## REQUIRED ACTIONS
a: Name everything the passage on the law of evidence says the act does not apply to.
b: Carry on the passage on the law of evidence from the point where it stops.

## PASSAGE TO READ

>> begin

The evidence An act which was passed by the British parliament in the year 1972 contains a set of rules and regulations regarding admissibility of the evidence in the court of law. These provisions speak about both procedure and rights, as it provides the procedure as to how to proceed to the court or how to establish our claim before the court.
The limitation of this act does not end here, as it does not apply to army & naval law, disciplinary acts, and all the affidavits. It is well known that the Law of evidence is Procedural Law and it only applies to court proceedings but it also has a feature in its some part that makes it as Substantial Law.
The primary objective of any Judicial System irrespective of any state is to administer justice and protect the rights of the citizens.
It has been laid down in the Hindu Dharma Shastras that:
the purpose of any trial is the desire to find out the truth. To discover the truth from the contradictory claims made by two parties in a case the Hindu lawgiver took every possible precaution. The Shastras commands, that the parties coming into the court must be persuaded to admit the truth.
Manu says:
the King presiding over the tribunal shall ascertain the truth and determine the correctness of the testimonies of the witness, the description, time and place of the transaction or incident giving rise to the case as well as the usages of the country, and pronounce the true judgment”.

>> end

## COLLECTED MATERIAL

>> begin

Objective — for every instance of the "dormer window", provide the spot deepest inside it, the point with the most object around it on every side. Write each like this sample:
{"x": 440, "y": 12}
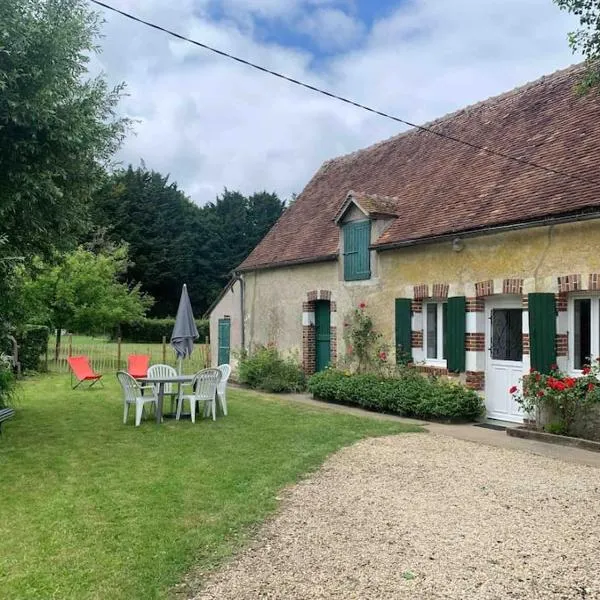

>> end

## RESPONSES PER TASK
a:
- army & naval law
- disciplinary acts
- all the affidavits

b:
It is often said that there is no real concept regarding any highly developed Muslim rules of evidence. Al – Quran stresses more on justice, as justice is considered as one of the attributes of God. Therefore, the rules of evidence are advance and modern. Evidence under Muslim law is divided under the heads of oral and documentary.
The oral evidence is further sub-divided into direct and hearsay. Furthermore, the lawgivers followed the following order of merit, viz., full corroboration, the testimony of a single individual, and admission including confession. Documentary evidence was also recognized by the Ancient Muslim law. However, Oral evidence appears to have been referred to documentary.
Documents executed by a certain class of people were not accepted by the court like women, children, drunkards, criminals, etc. Besides, when documents were produced, courts insisted upon examining the party which produced them.
Before this time present enactment governing evidence’s admissibility in the court of law is a result of the British period. Before this time, the rules of evidence were based upon the local and traditional legal systems of different social groups residing in India. These rules were different for almost every social group, caste, community, etc which created chaos in the legal prevalent legal system of that time. After the advent of the British East India Company in the dominion of India was granted a royal charter by King George I in 1726 to establish Mayor’s courts in Bombay, Madras, and Calcutta. These courts followed the English rules of evidence law.
On the other hand, outside these towns in mufassil courts, there was no definite law relating to evidence. Hence, Muffasil courts were having unfettered power concerning evidence laws. This difference in laws resulted in chaos in the Muffasil courts. CJ Peacock observed in the case of R v. Khairulla that:
English Law of Evidence was not the law of the mufassil courts and it was further held that Hindu and Muslim laws were also not applicable to those courts. There being no fixed and definite rules of evidence, the administration of the law of evidence was far from being satisfactory.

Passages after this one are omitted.